A Qwen3-4B language model that reads and reasons over single cells by tokenizing scRNA-seq with residual vector quantization and training with verifiable reinforcement learning.
RVQ-Alpha is a framework for connecting single-cell transcriptomics to large language models (LLMs) by representing each cell as a short sequence of discrete tokens that live directly inside the LLM vocabulary. Single-cell RNA sequencing (scRNA-seq) produces continuous, high-dimensional expression profiles that do not map cleanly onto the discrete token streams LLMs expect. Prior LLM-for-biology approaches either serialize cells into long text "sentences" of ranked gene names or attach continuous embeddings through a separate encoder, both of which inflate sequence length and leave the model prone to hallucinating biological claims that are not grounded in the underlying measurements.
RVQ-Alpha addresses this with a residual vector quantization (RVQ) tokenizer that compresses each cell into a fixed 10-token sequence, embedding the new cell tokens natively in the vocabulary of a Qwen3-4B base model. A single autoregressive model can then interpret existing cell states (for example, annotating cell type) and generate new ones (for example, predicting a post-perturbation profile), with the generated tokens decoded back into expression space by the RVQ decoder.
The model was developed by researchers at Guangzhou National Laboratory and posted to bioRxiv in April 2026. The released artifact is a fixed Qwen3-4B checkpoint produced by continued pretraining, supervised fine-tuning (SFT), and reinforcement learning with verifiable rewards (RLVR) on scRNA-seq data.
RVQ-Alpha is built on the Qwen3-4B transformer (~4 billion parameters). Each cell is quantized by eight residual codebooks of 32 entries each into a fixed 10-token representation that is inserted into the LLM vocabulary, reducing sequence length substantially relative to text-based gene-name serialization. Training proceeds in three stages: continued pretraining to integrate the cell tokens, supervised fine-tuning with scCoT-Synth-generated evidence-first reasoning traces, and a Fact-Aware RLVR stage combining an ontology-grounded answer judge with saliency-weighted claim verification. The model is evaluated across eight held-out, out-of-distribution (OOD) datasets, where it improves OOD generalization and rare-cell recognition; ablation studies report that evidence-first grounding reduces hallucination by more than fivefold relative to baselines.
RVQ-Alpha targets single-cell analysis workflows that benefit from natural-language interaction, including cell type annotation on unseen datasets and prediction of post-perturbation cell states for in-silico screening. By generating reasoning that cites supporting expression evidence, it is positioned for settings where computational biologists need annotations and hypotheses that can be traced back to the underlying measurements rather than accepted as opaque outputs.
RVQ-Alpha contributes to a fast-growing line of work adapting LLMs to single-cell biology, alongside efforts such as Cell2Sentence, by showing that compact discrete tokenization plus verifiable reinforcement learning can improve out-of-distribution generalization and sharply curb hallucination. Its emphasis on evidence-grounded reasoning and ontology-based reward verification offers a template for making LLM-based cell models more trustworthy. As of the April 2026 preprint, model weights have not been publicly released, which currently limits independent reproduction and downstream adoption.

:: YOUR ASSIGNMENT ::
Reproduce the RVQ-Alpha text word for word from "A Qwen3-4B language" to "verifiable reinforcement learning.".

:: RECORDS SUPPLIED ::
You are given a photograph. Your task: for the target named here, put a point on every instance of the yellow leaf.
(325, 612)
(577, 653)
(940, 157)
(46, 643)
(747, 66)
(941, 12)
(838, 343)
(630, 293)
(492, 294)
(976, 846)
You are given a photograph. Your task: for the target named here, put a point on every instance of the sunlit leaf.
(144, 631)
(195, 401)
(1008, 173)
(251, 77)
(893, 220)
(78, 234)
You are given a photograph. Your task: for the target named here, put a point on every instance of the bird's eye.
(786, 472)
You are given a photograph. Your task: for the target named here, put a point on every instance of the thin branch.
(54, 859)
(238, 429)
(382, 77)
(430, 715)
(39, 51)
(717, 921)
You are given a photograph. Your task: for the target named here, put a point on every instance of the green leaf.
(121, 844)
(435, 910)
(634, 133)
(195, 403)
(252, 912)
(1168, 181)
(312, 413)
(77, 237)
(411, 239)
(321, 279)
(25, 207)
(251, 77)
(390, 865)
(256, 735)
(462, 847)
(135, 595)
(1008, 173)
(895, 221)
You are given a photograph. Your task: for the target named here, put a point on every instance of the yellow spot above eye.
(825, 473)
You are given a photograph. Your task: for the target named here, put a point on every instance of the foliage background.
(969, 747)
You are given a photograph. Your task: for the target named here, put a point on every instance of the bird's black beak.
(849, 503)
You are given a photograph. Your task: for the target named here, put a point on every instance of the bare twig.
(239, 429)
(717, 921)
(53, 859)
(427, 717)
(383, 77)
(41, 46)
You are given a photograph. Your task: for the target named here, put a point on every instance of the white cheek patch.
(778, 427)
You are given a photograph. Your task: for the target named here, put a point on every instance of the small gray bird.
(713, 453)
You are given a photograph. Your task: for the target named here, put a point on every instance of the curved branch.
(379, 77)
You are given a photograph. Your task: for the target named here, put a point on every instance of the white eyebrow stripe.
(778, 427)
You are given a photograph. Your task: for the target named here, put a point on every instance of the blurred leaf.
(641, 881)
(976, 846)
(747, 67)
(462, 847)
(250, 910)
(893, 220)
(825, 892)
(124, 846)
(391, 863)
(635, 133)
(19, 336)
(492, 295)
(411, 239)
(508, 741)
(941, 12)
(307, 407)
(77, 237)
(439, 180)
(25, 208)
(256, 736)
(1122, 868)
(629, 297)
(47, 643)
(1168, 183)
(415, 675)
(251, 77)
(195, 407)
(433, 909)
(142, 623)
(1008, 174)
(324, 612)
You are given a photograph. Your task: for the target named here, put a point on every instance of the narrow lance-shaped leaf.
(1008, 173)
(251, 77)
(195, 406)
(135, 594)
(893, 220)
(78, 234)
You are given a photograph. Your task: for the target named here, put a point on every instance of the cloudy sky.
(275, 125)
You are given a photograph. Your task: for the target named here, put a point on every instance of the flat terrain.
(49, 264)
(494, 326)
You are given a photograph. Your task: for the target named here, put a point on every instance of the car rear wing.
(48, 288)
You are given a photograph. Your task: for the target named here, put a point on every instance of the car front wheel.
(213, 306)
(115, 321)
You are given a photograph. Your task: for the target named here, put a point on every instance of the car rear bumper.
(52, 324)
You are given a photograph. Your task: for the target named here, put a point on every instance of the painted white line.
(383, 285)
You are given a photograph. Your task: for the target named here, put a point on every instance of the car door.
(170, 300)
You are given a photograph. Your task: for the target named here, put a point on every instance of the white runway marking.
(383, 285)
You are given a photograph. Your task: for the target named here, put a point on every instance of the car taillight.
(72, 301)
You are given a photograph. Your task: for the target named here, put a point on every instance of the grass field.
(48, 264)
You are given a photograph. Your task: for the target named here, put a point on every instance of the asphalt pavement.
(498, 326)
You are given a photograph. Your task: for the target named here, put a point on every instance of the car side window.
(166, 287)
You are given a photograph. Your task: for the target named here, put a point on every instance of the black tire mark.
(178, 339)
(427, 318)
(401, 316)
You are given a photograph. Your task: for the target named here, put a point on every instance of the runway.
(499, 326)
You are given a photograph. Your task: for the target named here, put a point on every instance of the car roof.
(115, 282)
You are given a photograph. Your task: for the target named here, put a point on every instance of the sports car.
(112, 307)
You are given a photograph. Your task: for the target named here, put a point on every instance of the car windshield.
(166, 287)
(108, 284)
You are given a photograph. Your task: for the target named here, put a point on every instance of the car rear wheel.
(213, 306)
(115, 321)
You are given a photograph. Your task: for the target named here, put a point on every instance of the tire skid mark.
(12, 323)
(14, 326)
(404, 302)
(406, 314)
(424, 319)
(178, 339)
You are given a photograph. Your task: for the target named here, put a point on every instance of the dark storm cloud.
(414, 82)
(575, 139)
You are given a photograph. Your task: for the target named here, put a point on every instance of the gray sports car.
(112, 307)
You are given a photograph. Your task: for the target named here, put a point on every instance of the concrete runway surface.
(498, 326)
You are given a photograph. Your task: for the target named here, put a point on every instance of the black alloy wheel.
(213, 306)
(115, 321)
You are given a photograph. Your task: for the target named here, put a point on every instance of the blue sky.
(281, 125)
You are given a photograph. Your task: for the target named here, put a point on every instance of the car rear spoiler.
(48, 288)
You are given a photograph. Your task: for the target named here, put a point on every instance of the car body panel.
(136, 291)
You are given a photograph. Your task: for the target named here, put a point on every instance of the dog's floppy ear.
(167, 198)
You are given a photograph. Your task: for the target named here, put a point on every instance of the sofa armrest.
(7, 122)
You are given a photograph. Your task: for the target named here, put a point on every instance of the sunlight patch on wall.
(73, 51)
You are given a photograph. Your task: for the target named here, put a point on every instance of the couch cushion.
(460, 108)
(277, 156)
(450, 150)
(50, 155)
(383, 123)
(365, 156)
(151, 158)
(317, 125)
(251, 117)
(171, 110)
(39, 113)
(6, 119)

:: TASK RESPONSE ::
A Qwen3-4B language model that reads and reasons over single cells by tokenizing scRNA-seq with residual vector quantization and training with verifiable reinforcement learning.